Reading text:
────

Every time we offer a classic Rioja, a reference to legendary and world-best López de Heredia must accompany it despite us rarely being able to feature their iconic wines. Truth be told, it’s only happened once before, and that special day came nearly four years ago. Since that time, I’ve savored a few bottles at restaurants and, just recently, tasted a once-in-a-lifetime “Tondonia” vertical stretching back to 1981. Memorable as it was, that just added further fuel to the fire, so I got on the phone with my connection and kept talking until something was lined up. The results of that call lie before you today: a small allocation of 2010 “Viña Tondonia” Rioja Reserva.


For nearly 150 years, López de Heredia has been stalwart in their winemaking and passionate about delivering hand-crafted, judiciously aged wines whether it takes five or 25 years. Take today’s 2010 Reserva, for example. It’s considered “aged” by many standards, but not for López de Heredia: This is their current release, having aged six years in American oak and six more in bottle prior to leaving the cellar. I’ve carried a deep appreciation for López de Heredia throughout my career and can confidently say this is traditional Rioja at its very best. Cherish this bottle like the precious gem it is, and hold several for special occasions down the road because its best years of drinking are still to come. Enjoy up to 12 bottles. 


Long name incoming: Don Rafael López de Heredia y Landeta. This one man is the bodega’s founder and the forefather of all the generations that succeeded him. After phylloxera obliterated France’s vineyards in the mid-1800s, many regions, like Rioja, were explored so as to find a viable grape source. Soon after, Don Rafael took a gander and stumbled upon Rioja Alta’s humble town of Haro. He became so smitten with its beauty and terroir that he started designing and constructing Bodega López de Heredia in 1877. It became one of the first three in the entire region and is one of Rioja’s few remaining family-run wineries to this day. To my knowledge, López de Heredia has never vinified a grape that hasn’t been their own.

────

Data:
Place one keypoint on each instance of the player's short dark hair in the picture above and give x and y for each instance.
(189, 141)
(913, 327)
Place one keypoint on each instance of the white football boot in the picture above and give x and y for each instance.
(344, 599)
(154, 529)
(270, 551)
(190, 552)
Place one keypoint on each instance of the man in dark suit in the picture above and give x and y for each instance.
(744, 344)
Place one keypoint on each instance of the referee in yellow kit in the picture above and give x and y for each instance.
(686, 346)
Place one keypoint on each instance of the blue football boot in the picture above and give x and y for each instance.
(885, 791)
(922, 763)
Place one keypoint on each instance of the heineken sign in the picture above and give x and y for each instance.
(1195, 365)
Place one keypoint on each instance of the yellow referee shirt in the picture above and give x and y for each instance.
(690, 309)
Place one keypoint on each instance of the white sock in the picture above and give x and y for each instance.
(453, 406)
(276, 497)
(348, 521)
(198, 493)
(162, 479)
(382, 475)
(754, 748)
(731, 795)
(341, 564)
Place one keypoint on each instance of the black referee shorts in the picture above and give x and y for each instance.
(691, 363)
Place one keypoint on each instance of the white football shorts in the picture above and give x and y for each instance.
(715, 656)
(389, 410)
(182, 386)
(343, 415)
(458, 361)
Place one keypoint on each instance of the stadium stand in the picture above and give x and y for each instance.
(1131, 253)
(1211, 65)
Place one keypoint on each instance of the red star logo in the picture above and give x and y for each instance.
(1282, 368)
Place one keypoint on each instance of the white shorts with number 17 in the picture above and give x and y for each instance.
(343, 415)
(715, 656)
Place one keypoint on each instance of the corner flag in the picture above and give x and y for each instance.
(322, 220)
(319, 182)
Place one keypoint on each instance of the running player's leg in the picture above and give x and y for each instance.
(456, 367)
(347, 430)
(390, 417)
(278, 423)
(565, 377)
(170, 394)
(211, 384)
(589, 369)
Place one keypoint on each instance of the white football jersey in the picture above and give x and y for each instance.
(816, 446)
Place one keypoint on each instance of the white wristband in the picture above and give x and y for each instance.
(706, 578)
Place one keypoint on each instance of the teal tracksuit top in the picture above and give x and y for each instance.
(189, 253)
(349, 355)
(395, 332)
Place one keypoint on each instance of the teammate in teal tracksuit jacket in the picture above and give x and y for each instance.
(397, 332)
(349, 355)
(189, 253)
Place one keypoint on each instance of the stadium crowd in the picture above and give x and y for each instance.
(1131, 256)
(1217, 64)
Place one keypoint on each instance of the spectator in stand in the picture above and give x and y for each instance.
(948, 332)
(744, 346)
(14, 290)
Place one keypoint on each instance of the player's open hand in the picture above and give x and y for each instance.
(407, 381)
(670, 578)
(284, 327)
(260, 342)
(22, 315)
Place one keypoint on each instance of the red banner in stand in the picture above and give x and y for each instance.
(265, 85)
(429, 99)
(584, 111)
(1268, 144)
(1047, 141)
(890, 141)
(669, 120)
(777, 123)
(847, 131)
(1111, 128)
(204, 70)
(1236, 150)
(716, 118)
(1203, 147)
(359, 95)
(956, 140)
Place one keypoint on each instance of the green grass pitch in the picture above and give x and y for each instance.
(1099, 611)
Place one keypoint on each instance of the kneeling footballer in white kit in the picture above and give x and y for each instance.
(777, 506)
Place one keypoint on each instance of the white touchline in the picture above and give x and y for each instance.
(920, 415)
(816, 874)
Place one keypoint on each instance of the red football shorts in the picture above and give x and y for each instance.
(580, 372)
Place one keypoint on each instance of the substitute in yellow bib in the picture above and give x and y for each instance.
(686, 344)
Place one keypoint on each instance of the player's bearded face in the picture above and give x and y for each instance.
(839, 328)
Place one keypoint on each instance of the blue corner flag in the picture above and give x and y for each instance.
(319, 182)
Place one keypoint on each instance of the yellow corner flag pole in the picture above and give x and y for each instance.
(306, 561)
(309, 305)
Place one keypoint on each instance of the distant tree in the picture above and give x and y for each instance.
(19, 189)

────

What to do:
Retype, word for word, the part of the López de Heredia text that opens with the words containing "Long name incoming: Don" and closes with "been their own.".

Answer to the exercise:
Long name incoming: Don Rafael López de Heredia y Landeta. This one man is the bodega’s founder and the forefather of all the generations that succeeded him. After phylloxera obliterated France’s vineyards in the mid-1800s, many regions, like Rioja, were explored so as to find a viable grape source. Soon after, Don Rafael took a gander and stumbled upon Rioja Alta’s humble town of Haro. He became so smitten with its beauty and terroir that he started designing and constructing Bodega López de Heredia in 1877. It became one of the first three in the entire region and is one of Rioja’s few remaining family-run wineries to this day. To my knowledge, López de Heredia has never vinified a grape that hasn’t been their own.